• **What is expected**: Pick out each line in the rows below that contains the string "tire". Case matters.
━━━━━━━━━━━━━━━━━━━━━━━━━━━━━━
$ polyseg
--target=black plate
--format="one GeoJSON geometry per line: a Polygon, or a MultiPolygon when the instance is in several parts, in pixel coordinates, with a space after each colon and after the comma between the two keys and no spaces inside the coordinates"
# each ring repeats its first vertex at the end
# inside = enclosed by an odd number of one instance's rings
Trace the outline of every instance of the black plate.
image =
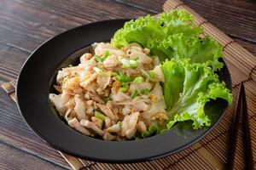
{"type": "MultiPolygon", "coordinates": [[[[208,128],[194,131],[190,128],[191,125],[180,123],[160,135],[121,142],[87,137],[67,126],[55,114],[49,101],[49,94],[55,82],[56,71],[61,67],[75,62],[76,58],[88,50],[86,47],[91,43],[109,41],[126,20],[96,22],[63,32],[35,50],[23,65],[16,88],[20,111],[28,126],[57,150],[102,162],[152,160],[190,146],[207,134],[224,116],[227,104],[221,100],[210,102],[207,107],[213,108],[212,111],[216,113],[216,116],[212,117],[214,122],[208,128]]],[[[220,73],[220,78],[231,89],[230,76],[226,65],[220,73]]]]}

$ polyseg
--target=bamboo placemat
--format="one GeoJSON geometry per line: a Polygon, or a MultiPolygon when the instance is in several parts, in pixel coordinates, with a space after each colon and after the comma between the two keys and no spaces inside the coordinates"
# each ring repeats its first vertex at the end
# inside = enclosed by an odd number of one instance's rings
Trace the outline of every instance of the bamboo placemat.
{"type": "MultiPolygon", "coordinates": [[[[249,122],[251,124],[253,160],[256,159],[256,57],[241,47],[207,20],[200,16],[179,0],[167,0],[164,11],[183,8],[194,15],[195,24],[200,25],[206,33],[211,35],[224,46],[224,60],[230,69],[233,82],[233,99],[236,100],[237,88],[243,82],[247,91],[249,122]]],[[[9,95],[15,101],[15,82],[2,85],[9,95]]],[[[224,169],[227,161],[230,128],[235,110],[233,102],[226,115],[217,128],[202,140],[177,154],[152,162],[131,164],[107,164],[79,159],[60,151],[73,169],[224,169]]],[[[239,129],[235,157],[236,169],[244,168],[241,128],[239,129]]],[[[256,168],[254,163],[254,168],[256,168]]]]}

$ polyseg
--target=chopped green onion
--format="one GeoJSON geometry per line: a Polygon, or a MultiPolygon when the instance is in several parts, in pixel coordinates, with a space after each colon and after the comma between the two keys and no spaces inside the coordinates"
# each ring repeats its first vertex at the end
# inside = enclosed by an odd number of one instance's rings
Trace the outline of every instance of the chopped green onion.
{"type": "Polygon", "coordinates": [[[102,69],[103,68],[103,65],[98,65],[97,66],[99,69],[102,69]]]}
{"type": "Polygon", "coordinates": [[[96,117],[97,117],[97,118],[99,118],[99,119],[101,119],[101,120],[102,120],[102,121],[105,120],[105,116],[104,116],[102,113],[101,113],[101,112],[99,112],[99,111],[97,111],[97,110],[96,110],[96,111],[94,112],[94,116],[96,116],[96,117]]]}
{"type": "Polygon", "coordinates": [[[126,92],[129,89],[127,83],[121,83],[121,88],[119,89],[121,92],[126,92]]]}
{"type": "Polygon", "coordinates": [[[121,126],[122,125],[122,122],[118,122],[118,123],[117,123],[118,125],[119,125],[119,126],[121,126]]]}
{"type": "Polygon", "coordinates": [[[150,136],[151,133],[149,133],[148,131],[145,131],[142,133],[142,137],[143,138],[147,138],[148,136],[150,136]]]}
{"type": "Polygon", "coordinates": [[[122,82],[129,82],[133,81],[131,77],[124,75],[121,71],[119,73],[118,76],[116,76],[116,79],[122,82]]]}
{"type": "Polygon", "coordinates": [[[99,75],[103,75],[104,74],[104,71],[102,71],[101,69],[99,69],[98,67],[93,67],[93,70],[98,73],[99,75]]]}
{"type": "Polygon", "coordinates": [[[101,58],[97,55],[95,55],[95,60],[97,62],[103,62],[109,56],[109,50],[105,51],[103,56],[101,58]]]}
{"type": "Polygon", "coordinates": [[[105,103],[108,103],[108,101],[110,100],[110,98],[109,98],[109,97],[103,98],[102,100],[103,100],[105,103]]]}
{"type": "Polygon", "coordinates": [[[134,60],[128,60],[122,56],[119,56],[119,60],[122,63],[123,68],[136,68],[138,65],[138,61],[134,60]]]}
{"type": "Polygon", "coordinates": [[[112,71],[109,72],[110,76],[115,76],[117,75],[118,75],[118,73],[116,73],[116,72],[112,72],[112,71]]]}
{"type": "Polygon", "coordinates": [[[139,84],[143,82],[143,77],[142,76],[137,76],[133,80],[133,82],[136,84],[139,84]]]}
{"type": "Polygon", "coordinates": [[[143,73],[142,76],[143,76],[143,77],[145,78],[145,79],[148,78],[148,76],[147,76],[146,74],[143,74],[143,73]]]}
{"type": "Polygon", "coordinates": [[[135,59],[133,59],[133,60],[139,60],[138,56],[137,56],[135,59]]]}
{"type": "Polygon", "coordinates": [[[154,78],[154,71],[149,71],[149,76],[150,76],[151,79],[154,78]]]}
{"type": "Polygon", "coordinates": [[[134,98],[136,98],[136,96],[137,95],[137,91],[135,90],[132,92],[132,94],[131,94],[131,98],[133,99],[134,98]]]}
{"type": "Polygon", "coordinates": [[[148,88],[144,88],[143,90],[141,90],[141,94],[143,95],[147,95],[150,93],[150,90],[148,88]]]}
{"type": "Polygon", "coordinates": [[[102,59],[99,56],[95,55],[94,58],[96,62],[102,62],[102,59]]]}
{"type": "Polygon", "coordinates": [[[137,65],[138,65],[138,62],[136,61],[136,60],[131,60],[131,61],[130,61],[130,65],[131,65],[131,67],[132,67],[132,68],[136,68],[136,67],[137,67],[137,65]]]}
{"type": "Polygon", "coordinates": [[[105,51],[103,56],[102,57],[102,61],[104,61],[109,56],[109,50],[105,51]]]}

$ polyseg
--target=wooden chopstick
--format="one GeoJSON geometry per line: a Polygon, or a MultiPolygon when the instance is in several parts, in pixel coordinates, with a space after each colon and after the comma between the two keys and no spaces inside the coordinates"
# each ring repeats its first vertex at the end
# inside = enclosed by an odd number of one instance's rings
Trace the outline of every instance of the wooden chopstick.
{"type": "Polygon", "coordinates": [[[241,82],[239,85],[239,94],[238,94],[238,99],[236,102],[236,111],[235,111],[235,116],[233,118],[233,123],[231,127],[231,133],[230,136],[230,153],[229,153],[229,157],[228,157],[228,162],[226,163],[226,169],[233,169],[234,167],[234,161],[235,161],[235,153],[236,153],[236,144],[237,141],[237,133],[238,133],[238,128],[239,128],[239,118],[241,115],[241,95],[242,95],[242,91],[241,91],[241,86],[242,83],[241,82]]]}
{"type": "Polygon", "coordinates": [[[246,160],[246,169],[253,169],[253,150],[251,144],[251,134],[250,127],[247,113],[247,106],[246,100],[246,94],[244,89],[244,85],[242,82],[239,85],[239,95],[236,102],[235,116],[233,118],[233,123],[231,128],[231,133],[230,137],[230,153],[228,157],[228,162],[226,163],[226,169],[233,169],[235,154],[236,154],[236,144],[237,141],[237,133],[239,128],[239,120],[241,112],[243,115],[242,127],[243,127],[243,136],[244,136],[244,147],[245,147],[245,160],[246,160]]]}
{"type": "Polygon", "coordinates": [[[245,148],[246,169],[253,169],[253,150],[252,150],[250,124],[248,119],[247,98],[246,98],[246,93],[245,93],[243,83],[241,84],[241,90],[242,90],[241,109],[243,113],[242,122],[243,122],[243,137],[244,137],[243,144],[245,148]]]}

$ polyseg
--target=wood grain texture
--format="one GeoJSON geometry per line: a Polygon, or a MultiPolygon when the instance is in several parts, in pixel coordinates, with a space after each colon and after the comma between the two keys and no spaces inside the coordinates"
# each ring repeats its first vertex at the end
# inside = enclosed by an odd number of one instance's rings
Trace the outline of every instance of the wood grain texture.
{"type": "MultiPolygon", "coordinates": [[[[165,0],[0,0],[0,84],[15,79],[29,54],[49,37],[96,20],[154,14],[162,11],[164,3],[165,0]]],[[[256,54],[255,3],[240,0],[185,0],[184,3],[256,54]]],[[[0,116],[0,169],[69,168],[58,152],[26,125],[15,104],[2,88],[0,116]]],[[[183,166],[179,162],[174,164],[175,168],[183,166]]],[[[101,164],[90,162],[86,165],[102,168],[101,164]]],[[[111,168],[125,167],[113,165],[109,166],[111,168]]]]}
{"type": "Polygon", "coordinates": [[[61,170],[64,169],[55,164],[33,156],[20,149],[0,143],[0,169],[37,169],[37,170],[61,170]]]}

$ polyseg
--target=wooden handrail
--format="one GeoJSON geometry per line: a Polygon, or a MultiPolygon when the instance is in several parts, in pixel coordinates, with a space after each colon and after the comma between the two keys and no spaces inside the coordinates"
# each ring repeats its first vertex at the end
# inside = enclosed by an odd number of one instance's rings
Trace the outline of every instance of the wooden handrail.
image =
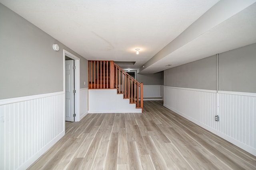
{"type": "Polygon", "coordinates": [[[135,104],[136,107],[142,108],[143,111],[143,83],[139,82],[113,61],[88,61],[88,84],[89,89],[116,89],[118,94],[130,99],[130,103],[135,104]]]}

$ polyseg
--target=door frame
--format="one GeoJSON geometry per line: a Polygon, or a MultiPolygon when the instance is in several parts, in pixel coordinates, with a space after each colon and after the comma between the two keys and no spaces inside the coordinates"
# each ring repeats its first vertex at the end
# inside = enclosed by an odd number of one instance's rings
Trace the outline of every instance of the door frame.
{"type": "MultiPolygon", "coordinates": [[[[75,104],[74,107],[75,108],[75,113],[76,115],[75,117],[74,121],[80,121],[80,59],[76,56],[74,55],[68,51],[63,49],[63,89],[65,96],[66,96],[66,70],[65,69],[65,57],[67,56],[70,59],[74,60],[74,65],[76,66],[76,69],[74,70],[75,75],[74,76],[74,79],[75,82],[75,86],[74,86],[76,90],[76,93],[75,94],[75,104]]],[[[64,114],[65,116],[66,115],[66,102],[64,102],[64,114]]],[[[64,116],[65,117],[65,116],[64,116]]],[[[64,120],[64,123],[65,124],[65,119],[64,120]]]]}

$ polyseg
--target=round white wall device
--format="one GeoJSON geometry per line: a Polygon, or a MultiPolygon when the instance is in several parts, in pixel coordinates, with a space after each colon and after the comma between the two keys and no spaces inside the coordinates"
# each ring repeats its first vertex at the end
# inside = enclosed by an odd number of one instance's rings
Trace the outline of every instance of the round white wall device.
{"type": "Polygon", "coordinates": [[[59,45],[57,44],[54,44],[52,45],[52,48],[54,51],[58,51],[60,50],[60,47],[59,47],[59,45]]]}

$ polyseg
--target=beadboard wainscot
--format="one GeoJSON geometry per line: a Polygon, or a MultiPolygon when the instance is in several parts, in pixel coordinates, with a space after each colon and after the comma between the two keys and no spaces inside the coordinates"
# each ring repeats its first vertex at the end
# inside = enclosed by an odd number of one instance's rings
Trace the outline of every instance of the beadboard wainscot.
{"type": "Polygon", "coordinates": [[[24,170],[65,134],[63,92],[0,100],[0,169],[24,170]]]}
{"type": "Polygon", "coordinates": [[[164,94],[164,106],[256,156],[256,93],[165,86],[164,94]]]}

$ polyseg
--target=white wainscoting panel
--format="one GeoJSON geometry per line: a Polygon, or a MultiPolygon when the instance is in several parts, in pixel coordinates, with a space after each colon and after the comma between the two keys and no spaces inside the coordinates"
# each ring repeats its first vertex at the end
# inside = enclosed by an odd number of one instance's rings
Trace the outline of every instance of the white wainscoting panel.
{"type": "Polygon", "coordinates": [[[123,94],[118,94],[116,89],[89,89],[88,94],[90,113],[142,112],[129,99],[124,99],[123,94]]]}
{"type": "Polygon", "coordinates": [[[88,113],[88,88],[80,89],[80,120],[88,113]]]}
{"type": "Polygon", "coordinates": [[[0,169],[26,169],[65,134],[62,92],[0,101],[0,169]]]}
{"type": "Polygon", "coordinates": [[[256,156],[256,94],[219,91],[218,95],[219,131],[256,156]]]}
{"type": "Polygon", "coordinates": [[[255,94],[167,86],[164,91],[164,106],[256,156],[255,94]]]}

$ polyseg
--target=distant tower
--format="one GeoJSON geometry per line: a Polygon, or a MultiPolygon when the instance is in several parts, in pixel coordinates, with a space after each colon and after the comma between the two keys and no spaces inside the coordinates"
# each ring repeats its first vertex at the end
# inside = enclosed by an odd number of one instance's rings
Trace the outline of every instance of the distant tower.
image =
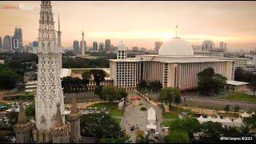
{"type": "Polygon", "coordinates": [[[118,59],[126,59],[127,48],[125,44],[122,43],[118,46],[118,59]]]}
{"type": "Polygon", "coordinates": [[[38,30],[38,69],[35,98],[36,128],[42,134],[54,126],[57,109],[65,122],[64,99],[60,78],[59,55],[62,51],[56,42],[56,32],[50,1],[41,2],[38,30]],[[59,103],[59,107],[57,104],[59,103]]]}
{"type": "Polygon", "coordinates": [[[85,55],[85,38],[84,38],[84,35],[85,35],[85,34],[83,33],[83,31],[82,31],[82,55],[85,55]]]}
{"type": "Polygon", "coordinates": [[[98,43],[96,41],[93,43],[93,51],[98,51],[98,43]]]}
{"type": "Polygon", "coordinates": [[[110,51],[111,50],[111,42],[110,39],[106,39],[105,40],[105,49],[106,51],[110,51]]]}
{"type": "Polygon", "coordinates": [[[14,126],[17,143],[30,143],[31,142],[31,126],[32,123],[30,122],[26,122],[26,113],[22,103],[21,102],[19,104],[18,122],[14,126]]]}
{"type": "MultiPolygon", "coordinates": [[[[56,118],[54,119],[55,122],[51,128],[51,136],[53,139],[53,143],[69,143],[69,126],[65,125],[60,110],[60,105],[57,104],[56,118]]],[[[80,125],[80,123],[79,123],[80,125]]]]}
{"type": "Polygon", "coordinates": [[[78,111],[77,101],[74,96],[71,103],[71,112],[67,115],[67,120],[70,122],[70,141],[76,142],[82,140],[80,134],[81,113],[78,111]]]}
{"type": "MultiPolygon", "coordinates": [[[[58,17],[58,29],[57,31],[57,35],[58,35],[58,49],[59,49],[61,50],[61,52],[62,53],[62,32],[61,32],[61,29],[60,29],[60,22],[59,22],[59,14],[58,17]]],[[[62,70],[62,54],[60,53],[59,54],[59,68],[62,70]]]]}

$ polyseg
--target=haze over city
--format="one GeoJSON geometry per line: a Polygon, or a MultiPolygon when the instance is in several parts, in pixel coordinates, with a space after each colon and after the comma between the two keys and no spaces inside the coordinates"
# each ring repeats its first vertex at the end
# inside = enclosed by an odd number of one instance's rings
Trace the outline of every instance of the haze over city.
{"type": "MultiPolygon", "coordinates": [[[[0,2],[0,36],[13,34],[16,26],[23,32],[26,44],[37,40],[40,2],[0,2]],[[5,10],[3,6],[30,6],[31,10],[5,10]]],[[[155,41],[175,35],[191,44],[211,39],[224,41],[229,50],[256,47],[256,2],[52,2],[55,28],[60,14],[63,46],[82,39],[111,39],[117,45],[154,49],[155,41]]]]}

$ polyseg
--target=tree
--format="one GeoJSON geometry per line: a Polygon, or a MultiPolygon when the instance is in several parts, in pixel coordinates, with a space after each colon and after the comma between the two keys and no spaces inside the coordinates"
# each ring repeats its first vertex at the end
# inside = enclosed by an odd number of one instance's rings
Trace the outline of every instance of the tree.
{"type": "Polygon", "coordinates": [[[205,69],[198,74],[198,89],[200,94],[210,94],[211,93],[218,94],[224,90],[226,78],[215,74],[211,67],[205,69]]]}
{"type": "Polygon", "coordinates": [[[127,138],[119,124],[110,115],[105,114],[82,115],[80,127],[82,136],[94,136],[97,142],[102,138],[127,138]]]}
{"type": "Polygon", "coordinates": [[[146,93],[146,90],[148,89],[148,83],[145,80],[141,80],[137,84],[137,90],[138,92],[145,94],[146,93]]]}
{"type": "Polygon", "coordinates": [[[169,104],[169,110],[170,110],[171,102],[179,103],[181,93],[178,89],[174,89],[170,87],[165,87],[161,90],[159,100],[160,102],[165,102],[169,104]]]}
{"type": "Polygon", "coordinates": [[[112,102],[113,101],[116,100],[118,98],[118,94],[115,87],[105,86],[102,88],[102,96],[105,101],[110,101],[112,102]]]}
{"type": "Polygon", "coordinates": [[[150,139],[150,134],[147,134],[145,137],[139,134],[136,138],[136,143],[155,143],[155,142],[153,139],[150,139]]]}
{"type": "Polygon", "coordinates": [[[117,90],[117,98],[118,100],[122,99],[124,98],[126,100],[127,99],[128,93],[123,88],[116,88],[117,90]]]}
{"type": "Polygon", "coordinates": [[[101,82],[105,81],[106,74],[102,70],[94,69],[90,70],[90,73],[94,74],[96,87],[99,86],[101,82]]]}
{"type": "Polygon", "coordinates": [[[226,112],[230,111],[230,105],[226,105],[225,107],[224,107],[224,110],[226,112]]]}

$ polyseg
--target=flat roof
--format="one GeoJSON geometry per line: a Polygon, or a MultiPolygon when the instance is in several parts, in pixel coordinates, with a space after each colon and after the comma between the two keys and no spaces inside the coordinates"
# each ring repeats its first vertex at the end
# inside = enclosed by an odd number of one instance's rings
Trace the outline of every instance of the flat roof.
{"type": "Polygon", "coordinates": [[[247,85],[247,84],[249,84],[249,82],[226,80],[226,84],[234,85],[234,86],[242,86],[242,85],[247,85]]]}

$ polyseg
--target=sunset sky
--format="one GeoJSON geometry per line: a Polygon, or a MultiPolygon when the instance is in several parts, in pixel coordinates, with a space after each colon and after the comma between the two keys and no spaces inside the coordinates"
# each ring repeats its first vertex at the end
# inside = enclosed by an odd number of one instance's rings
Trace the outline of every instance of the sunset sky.
{"type": "MultiPolygon", "coordinates": [[[[16,26],[28,44],[37,40],[41,2],[0,2],[0,36],[13,35],[16,26]],[[18,6],[31,10],[4,9],[18,6]]],[[[52,2],[54,18],[60,14],[62,46],[72,46],[85,32],[93,41],[123,41],[127,46],[153,49],[155,41],[178,36],[191,44],[211,39],[227,42],[230,50],[256,48],[256,2],[52,2]]],[[[88,45],[87,44],[87,45],[88,45]]]]}

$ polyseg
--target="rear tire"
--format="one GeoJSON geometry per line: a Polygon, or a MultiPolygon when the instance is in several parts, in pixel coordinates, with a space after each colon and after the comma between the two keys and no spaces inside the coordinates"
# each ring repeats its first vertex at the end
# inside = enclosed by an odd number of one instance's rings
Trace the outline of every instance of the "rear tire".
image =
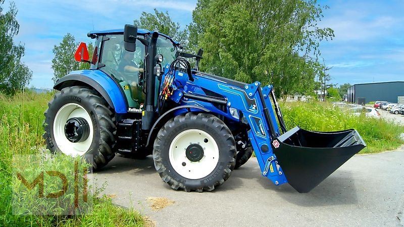
{"type": "Polygon", "coordinates": [[[234,168],[236,145],[229,128],[217,117],[188,112],[160,129],[154,143],[155,166],[175,190],[210,191],[234,168]]]}
{"type": "Polygon", "coordinates": [[[114,114],[98,93],[85,87],[65,88],[55,95],[48,106],[44,114],[43,137],[52,152],[73,156],[92,155],[94,169],[115,157],[114,114]],[[74,118],[84,119],[88,123],[89,133],[84,141],[72,142],[66,135],[66,121],[74,118]]]}

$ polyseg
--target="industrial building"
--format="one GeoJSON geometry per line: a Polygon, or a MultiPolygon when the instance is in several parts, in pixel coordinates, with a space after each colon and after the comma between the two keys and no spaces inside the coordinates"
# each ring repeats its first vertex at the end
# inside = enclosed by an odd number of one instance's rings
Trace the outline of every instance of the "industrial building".
{"type": "Polygon", "coordinates": [[[355,84],[348,88],[348,102],[364,104],[372,101],[397,102],[404,96],[404,81],[355,84]]]}

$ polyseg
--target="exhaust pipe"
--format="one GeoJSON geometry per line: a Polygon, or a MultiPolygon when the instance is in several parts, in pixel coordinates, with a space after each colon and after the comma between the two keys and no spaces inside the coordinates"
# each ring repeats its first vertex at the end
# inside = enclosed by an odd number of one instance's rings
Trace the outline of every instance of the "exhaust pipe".
{"type": "Polygon", "coordinates": [[[156,64],[155,56],[157,53],[156,44],[159,33],[155,32],[152,34],[150,45],[148,46],[148,71],[147,71],[147,84],[146,88],[146,101],[145,103],[144,113],[142,116],[142,130],[150,130],[153,125],[155,118],[155,87],[156,86],[156,78],[153,72],[153,68],[156,64]]]}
━━━━━━━━━━━━━━━━━━━━━━━━━━━━━━
• **Answer below**:
--target="rear tire"
Trace the outline of every instance of the "rear tire".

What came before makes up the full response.